E ele, apontando para a gata que eu acariciava, muda as palavras e diz “Seu marido faz isso que você faz no gato?”, e logo em seguida “passa a mão (ou faz carinho)” no meu joelho. Puxa, você jura que ele tocou em mim!? “Isso já é meio que além da conta né, Paula?”. Mas olhando ali para aquele avô de três netos fiquei sem reação. “Será que eu estou pirando sobre uma coisa inocente?”. Oscilei, não tinha qualquer manual explicando o que fazer. Por fim, respondi que eu e meu marido somos ótimos juntos e fui me levantando do banco para dar comida aos gatinhos. Demonstrei urgência falando que eu tinha que ir embora.

● ● ● ● ● ● ●

Conjunto de tarefas:
1/ Segundo o texto fornecido, quantos netos tem o homem que apontou para a gata?
2/ Retome o texto fornecido, o relato sobre o homem que tocou no joelho da narradora perto dos gatos, logo depois da última frase.

● ● ● ● ● ● ●

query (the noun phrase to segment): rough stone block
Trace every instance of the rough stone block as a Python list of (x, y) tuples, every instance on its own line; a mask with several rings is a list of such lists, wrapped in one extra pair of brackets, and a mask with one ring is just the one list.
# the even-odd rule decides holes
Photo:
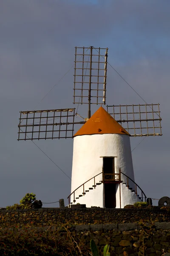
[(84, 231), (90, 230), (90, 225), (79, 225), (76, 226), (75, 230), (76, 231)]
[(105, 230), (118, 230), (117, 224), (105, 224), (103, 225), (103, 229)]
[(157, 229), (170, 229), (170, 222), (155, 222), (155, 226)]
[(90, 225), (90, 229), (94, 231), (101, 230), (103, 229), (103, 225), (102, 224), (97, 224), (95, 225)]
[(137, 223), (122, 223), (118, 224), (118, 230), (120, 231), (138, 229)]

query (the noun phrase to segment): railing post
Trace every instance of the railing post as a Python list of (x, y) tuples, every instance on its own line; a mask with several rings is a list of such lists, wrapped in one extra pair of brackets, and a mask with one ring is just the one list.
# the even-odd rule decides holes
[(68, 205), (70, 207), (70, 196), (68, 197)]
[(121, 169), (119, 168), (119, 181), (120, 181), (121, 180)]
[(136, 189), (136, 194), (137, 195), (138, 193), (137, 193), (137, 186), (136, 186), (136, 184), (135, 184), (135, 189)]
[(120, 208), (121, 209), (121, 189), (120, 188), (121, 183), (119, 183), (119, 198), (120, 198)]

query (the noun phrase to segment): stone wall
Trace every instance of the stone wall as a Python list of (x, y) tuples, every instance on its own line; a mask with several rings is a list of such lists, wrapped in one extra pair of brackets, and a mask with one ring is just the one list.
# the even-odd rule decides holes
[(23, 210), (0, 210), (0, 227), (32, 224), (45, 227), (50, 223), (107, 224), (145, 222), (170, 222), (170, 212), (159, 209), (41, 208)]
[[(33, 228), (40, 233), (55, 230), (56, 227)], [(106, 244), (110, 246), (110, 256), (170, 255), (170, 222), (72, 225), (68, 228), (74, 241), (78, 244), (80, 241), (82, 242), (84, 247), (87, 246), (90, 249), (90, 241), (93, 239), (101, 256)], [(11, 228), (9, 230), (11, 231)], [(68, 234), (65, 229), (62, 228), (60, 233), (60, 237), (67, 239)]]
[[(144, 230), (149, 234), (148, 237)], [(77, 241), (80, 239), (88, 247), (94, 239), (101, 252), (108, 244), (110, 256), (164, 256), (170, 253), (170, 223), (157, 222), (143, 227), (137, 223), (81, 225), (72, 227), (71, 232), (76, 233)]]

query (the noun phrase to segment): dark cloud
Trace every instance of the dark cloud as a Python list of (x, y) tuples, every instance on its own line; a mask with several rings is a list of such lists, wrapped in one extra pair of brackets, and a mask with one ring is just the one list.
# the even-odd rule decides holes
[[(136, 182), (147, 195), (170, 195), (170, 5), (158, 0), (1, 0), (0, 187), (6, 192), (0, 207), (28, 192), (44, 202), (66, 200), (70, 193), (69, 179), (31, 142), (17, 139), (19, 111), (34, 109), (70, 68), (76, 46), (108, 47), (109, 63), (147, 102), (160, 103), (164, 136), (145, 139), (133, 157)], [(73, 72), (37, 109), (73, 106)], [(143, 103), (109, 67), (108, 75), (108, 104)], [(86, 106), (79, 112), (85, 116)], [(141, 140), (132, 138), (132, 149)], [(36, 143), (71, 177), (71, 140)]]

● ● ● ● ● ● ●

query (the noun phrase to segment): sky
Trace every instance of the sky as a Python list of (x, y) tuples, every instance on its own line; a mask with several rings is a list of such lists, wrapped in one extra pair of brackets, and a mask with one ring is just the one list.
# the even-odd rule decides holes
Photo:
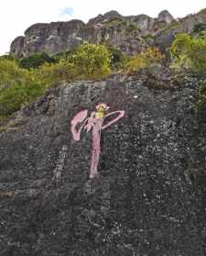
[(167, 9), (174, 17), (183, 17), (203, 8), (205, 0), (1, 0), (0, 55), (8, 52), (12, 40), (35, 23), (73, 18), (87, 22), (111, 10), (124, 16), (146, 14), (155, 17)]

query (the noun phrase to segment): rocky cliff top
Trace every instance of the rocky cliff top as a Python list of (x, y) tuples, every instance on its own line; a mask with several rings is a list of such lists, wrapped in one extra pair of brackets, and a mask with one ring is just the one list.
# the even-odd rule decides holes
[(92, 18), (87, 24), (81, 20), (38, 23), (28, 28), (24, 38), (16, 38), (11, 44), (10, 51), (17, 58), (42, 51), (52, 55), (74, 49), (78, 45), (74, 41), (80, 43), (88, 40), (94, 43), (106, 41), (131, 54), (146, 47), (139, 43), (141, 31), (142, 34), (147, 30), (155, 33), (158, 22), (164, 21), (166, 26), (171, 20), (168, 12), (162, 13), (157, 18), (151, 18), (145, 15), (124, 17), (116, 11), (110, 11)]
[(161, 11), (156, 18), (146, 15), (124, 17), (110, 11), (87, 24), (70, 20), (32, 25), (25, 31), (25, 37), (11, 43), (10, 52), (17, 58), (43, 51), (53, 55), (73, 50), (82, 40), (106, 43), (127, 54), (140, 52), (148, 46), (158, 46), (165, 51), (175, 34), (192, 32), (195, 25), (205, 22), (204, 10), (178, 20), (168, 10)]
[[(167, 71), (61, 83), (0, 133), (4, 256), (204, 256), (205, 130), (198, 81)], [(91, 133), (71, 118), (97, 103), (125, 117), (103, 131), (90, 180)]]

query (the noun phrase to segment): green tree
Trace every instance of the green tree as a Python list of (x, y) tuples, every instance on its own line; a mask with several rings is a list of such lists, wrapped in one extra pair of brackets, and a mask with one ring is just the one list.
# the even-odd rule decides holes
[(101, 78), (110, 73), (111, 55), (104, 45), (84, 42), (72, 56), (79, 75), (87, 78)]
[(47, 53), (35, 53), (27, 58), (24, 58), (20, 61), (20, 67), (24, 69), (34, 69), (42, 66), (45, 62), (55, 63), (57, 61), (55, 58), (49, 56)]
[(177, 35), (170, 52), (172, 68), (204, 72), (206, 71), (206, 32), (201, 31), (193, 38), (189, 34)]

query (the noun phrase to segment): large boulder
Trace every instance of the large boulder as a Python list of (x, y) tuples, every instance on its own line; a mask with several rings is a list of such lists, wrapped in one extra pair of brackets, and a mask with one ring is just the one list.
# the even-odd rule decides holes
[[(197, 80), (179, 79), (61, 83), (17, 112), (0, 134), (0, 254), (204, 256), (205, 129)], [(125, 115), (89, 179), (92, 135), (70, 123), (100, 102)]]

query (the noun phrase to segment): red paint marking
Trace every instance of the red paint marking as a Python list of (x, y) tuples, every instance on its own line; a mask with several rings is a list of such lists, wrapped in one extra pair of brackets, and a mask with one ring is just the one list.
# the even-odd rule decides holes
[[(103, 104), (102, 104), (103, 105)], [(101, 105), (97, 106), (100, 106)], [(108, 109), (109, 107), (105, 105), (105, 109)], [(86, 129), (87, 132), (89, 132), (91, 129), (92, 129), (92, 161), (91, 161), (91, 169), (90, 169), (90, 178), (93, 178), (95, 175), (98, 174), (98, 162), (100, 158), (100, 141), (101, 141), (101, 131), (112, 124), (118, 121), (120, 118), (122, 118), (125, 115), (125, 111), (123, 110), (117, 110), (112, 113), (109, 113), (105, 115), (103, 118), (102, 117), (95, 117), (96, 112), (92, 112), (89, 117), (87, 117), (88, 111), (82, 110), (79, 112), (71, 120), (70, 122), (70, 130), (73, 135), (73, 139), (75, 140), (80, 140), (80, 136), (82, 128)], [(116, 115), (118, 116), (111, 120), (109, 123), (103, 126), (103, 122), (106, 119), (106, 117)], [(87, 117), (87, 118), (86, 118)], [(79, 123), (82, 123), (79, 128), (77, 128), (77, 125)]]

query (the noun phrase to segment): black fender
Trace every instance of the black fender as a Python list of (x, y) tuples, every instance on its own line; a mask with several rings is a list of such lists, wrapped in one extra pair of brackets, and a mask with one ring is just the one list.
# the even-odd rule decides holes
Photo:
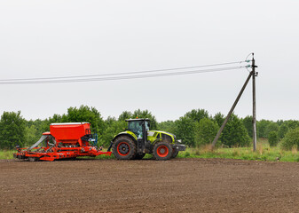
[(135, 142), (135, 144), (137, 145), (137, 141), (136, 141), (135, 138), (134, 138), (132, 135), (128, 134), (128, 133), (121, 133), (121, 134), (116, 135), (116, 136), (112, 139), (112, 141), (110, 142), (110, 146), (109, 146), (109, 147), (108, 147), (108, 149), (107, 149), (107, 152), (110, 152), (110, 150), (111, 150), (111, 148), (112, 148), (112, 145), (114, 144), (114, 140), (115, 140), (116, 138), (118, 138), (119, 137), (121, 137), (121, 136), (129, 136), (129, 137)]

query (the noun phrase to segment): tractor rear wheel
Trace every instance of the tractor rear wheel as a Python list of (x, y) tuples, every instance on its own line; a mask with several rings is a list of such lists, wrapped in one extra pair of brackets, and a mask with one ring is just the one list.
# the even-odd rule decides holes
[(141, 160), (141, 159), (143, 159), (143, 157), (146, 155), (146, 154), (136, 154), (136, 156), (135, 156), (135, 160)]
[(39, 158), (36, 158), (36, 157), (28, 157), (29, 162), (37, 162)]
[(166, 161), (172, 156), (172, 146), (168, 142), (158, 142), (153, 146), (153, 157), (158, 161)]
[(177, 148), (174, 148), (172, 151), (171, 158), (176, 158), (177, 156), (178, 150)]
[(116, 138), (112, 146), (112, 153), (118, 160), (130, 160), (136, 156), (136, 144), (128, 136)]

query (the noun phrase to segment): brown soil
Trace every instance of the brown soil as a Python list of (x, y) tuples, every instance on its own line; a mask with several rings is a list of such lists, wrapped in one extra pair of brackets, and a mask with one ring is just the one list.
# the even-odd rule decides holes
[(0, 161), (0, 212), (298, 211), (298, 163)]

● ● ● ● ● ● ●

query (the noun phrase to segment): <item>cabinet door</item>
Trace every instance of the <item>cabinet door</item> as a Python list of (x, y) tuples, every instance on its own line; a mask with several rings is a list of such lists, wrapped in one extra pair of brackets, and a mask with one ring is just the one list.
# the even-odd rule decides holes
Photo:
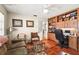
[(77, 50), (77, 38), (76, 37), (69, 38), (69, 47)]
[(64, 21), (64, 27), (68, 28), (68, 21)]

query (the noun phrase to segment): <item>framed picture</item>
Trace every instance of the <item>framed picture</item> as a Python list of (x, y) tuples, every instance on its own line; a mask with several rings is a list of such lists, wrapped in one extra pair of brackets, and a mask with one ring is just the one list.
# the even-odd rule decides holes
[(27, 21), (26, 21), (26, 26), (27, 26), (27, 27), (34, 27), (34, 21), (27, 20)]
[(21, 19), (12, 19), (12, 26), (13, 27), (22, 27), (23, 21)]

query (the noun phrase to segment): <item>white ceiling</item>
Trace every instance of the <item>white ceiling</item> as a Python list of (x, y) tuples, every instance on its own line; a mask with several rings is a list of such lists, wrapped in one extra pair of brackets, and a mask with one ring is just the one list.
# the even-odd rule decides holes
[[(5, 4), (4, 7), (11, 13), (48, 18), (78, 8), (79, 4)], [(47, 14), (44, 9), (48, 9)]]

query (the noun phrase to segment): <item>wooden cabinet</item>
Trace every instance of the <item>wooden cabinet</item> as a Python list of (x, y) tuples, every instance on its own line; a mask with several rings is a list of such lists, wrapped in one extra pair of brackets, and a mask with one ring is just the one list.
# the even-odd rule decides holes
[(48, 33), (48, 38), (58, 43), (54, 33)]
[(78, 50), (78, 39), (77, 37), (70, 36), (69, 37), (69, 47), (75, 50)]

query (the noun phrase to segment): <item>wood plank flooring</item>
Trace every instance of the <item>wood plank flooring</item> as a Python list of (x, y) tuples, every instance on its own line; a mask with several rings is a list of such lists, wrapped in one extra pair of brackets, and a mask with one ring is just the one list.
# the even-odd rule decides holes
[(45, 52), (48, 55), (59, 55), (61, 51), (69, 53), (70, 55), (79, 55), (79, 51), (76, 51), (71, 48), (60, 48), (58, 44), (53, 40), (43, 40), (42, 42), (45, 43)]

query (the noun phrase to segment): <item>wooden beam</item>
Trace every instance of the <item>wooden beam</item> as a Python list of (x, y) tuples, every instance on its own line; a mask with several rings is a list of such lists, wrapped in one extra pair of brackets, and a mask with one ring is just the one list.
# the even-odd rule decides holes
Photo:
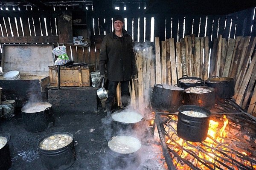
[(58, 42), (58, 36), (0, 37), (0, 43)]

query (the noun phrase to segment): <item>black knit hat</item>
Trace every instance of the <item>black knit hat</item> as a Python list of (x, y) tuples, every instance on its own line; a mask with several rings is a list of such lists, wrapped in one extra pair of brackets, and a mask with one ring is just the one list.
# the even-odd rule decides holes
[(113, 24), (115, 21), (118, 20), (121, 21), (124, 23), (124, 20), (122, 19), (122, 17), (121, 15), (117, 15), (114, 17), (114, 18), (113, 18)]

● ● ● ● ● ● ●

Respostas numeradas:
1/ Três netos.

2/
Ele também se levantou e disse algo como “Fala pro seu marido que é isso o que ele tem que fazer”... e ele veio em minha direção como se fosse contar uma dica infalível e que ninguém mais podia ouvir. Nessa hora eu devia ter me tocado de que nada do que ele pudesse dizer seria coerente vindo de um estranho que já se mostrou ser “atrevido”, porém, caí na armadilha como um rato cego no escuro. Me curvei, como que para ouvir melhor o segredo a ser revelado e, de repente, ele pôs a mão na minha cintura e lascou um beijo na minha bochecha! Quando me dei conta já era tarde! O beijo já havia acontecido. Ergui as mãos o mais rápido possível em sinal de protesto e ele ainda disse ligeiramente, como se quisesse que eu retribuisse: “E você dá outro nele” virando a face pra mim. “Perdeu a noção esse cara!”. Pior é que eu, sem saber demonstrar apropriadamente minha indignação - pois não queria sem grossa nem fazer cena - fiz meu sinal de “Pare” na cara dele e soltei um “Eu tenho que ir embora, tenha um bom dia”.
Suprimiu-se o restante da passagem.